### Dataset items
▬▬▬

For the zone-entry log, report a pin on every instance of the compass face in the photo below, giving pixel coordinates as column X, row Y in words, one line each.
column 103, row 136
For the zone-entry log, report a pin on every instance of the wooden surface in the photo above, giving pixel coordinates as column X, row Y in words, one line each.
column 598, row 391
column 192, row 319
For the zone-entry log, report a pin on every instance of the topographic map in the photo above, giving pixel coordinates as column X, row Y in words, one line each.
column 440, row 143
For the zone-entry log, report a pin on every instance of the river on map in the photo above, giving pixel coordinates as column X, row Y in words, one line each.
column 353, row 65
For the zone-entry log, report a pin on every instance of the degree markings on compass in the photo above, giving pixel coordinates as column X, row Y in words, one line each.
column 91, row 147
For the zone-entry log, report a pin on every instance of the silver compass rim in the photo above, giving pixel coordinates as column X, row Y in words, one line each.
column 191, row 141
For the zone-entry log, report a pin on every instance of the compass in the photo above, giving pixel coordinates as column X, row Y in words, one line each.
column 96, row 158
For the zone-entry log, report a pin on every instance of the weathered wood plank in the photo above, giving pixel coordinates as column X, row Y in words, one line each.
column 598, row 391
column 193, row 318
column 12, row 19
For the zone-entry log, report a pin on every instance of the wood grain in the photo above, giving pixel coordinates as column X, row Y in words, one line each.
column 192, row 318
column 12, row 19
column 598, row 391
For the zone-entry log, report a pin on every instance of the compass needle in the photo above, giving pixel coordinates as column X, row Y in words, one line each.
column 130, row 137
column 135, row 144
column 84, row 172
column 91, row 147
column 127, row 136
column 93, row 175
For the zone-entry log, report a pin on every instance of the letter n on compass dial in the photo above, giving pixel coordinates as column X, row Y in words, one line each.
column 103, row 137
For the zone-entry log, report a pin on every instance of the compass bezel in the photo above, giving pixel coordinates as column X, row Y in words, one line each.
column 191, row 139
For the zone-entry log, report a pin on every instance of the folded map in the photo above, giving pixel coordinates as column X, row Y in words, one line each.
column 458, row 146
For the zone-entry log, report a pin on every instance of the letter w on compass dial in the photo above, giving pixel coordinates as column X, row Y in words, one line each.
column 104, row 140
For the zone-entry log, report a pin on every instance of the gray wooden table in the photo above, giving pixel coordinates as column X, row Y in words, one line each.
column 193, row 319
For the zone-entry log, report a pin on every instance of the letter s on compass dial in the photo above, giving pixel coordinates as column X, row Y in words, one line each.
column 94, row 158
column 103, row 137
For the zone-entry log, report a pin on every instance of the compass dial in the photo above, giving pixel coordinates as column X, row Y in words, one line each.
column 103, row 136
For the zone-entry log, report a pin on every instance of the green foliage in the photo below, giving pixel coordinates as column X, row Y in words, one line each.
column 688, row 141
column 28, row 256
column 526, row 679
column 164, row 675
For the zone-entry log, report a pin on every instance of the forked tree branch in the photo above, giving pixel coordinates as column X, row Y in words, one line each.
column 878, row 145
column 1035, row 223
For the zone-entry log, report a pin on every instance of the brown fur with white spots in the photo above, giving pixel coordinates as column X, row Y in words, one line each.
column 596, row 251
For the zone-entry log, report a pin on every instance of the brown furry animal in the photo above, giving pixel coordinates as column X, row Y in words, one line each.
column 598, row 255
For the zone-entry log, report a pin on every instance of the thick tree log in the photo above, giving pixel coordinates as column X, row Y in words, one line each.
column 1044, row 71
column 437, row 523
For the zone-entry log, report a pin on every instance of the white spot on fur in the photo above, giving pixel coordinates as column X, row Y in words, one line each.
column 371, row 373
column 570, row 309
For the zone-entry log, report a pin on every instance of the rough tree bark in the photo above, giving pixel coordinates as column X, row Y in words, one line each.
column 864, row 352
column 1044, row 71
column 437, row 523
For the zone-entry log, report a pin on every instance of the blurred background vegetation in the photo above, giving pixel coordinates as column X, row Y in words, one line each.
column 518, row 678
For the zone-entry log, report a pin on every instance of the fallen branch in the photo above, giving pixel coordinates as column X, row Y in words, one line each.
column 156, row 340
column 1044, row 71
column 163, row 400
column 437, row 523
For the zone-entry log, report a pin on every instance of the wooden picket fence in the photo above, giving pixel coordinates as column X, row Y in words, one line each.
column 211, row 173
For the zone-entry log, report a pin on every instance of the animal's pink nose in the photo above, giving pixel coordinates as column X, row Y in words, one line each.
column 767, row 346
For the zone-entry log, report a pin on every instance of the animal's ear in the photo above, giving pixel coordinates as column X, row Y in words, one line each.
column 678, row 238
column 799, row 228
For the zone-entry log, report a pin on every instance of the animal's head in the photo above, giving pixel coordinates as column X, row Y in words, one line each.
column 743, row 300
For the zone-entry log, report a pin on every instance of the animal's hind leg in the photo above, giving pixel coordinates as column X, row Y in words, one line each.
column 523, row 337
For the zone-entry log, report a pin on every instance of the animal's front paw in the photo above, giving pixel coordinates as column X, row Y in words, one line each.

▬▬▬

Print the lines of the material above exactly, starting at the line containing "the animal's head" and continuing through the last line of the material.

For the zone-entry log, report a pin on every instance of the animal's head in the photo above, giving pixel coordinates as column X, row Y in words, one line each.
column 743, row 300
For the zone-entry log, report a pin on every instance of the animal's hind leg in the photo above, giving pixel coordinates as column X, row Y in words, one line each.
column 523, row 337
For the zone-entry log, report a pin on every instance of the animal's front paw in the photo above, giving pixel coordinates as column X, row Y in words, one line each.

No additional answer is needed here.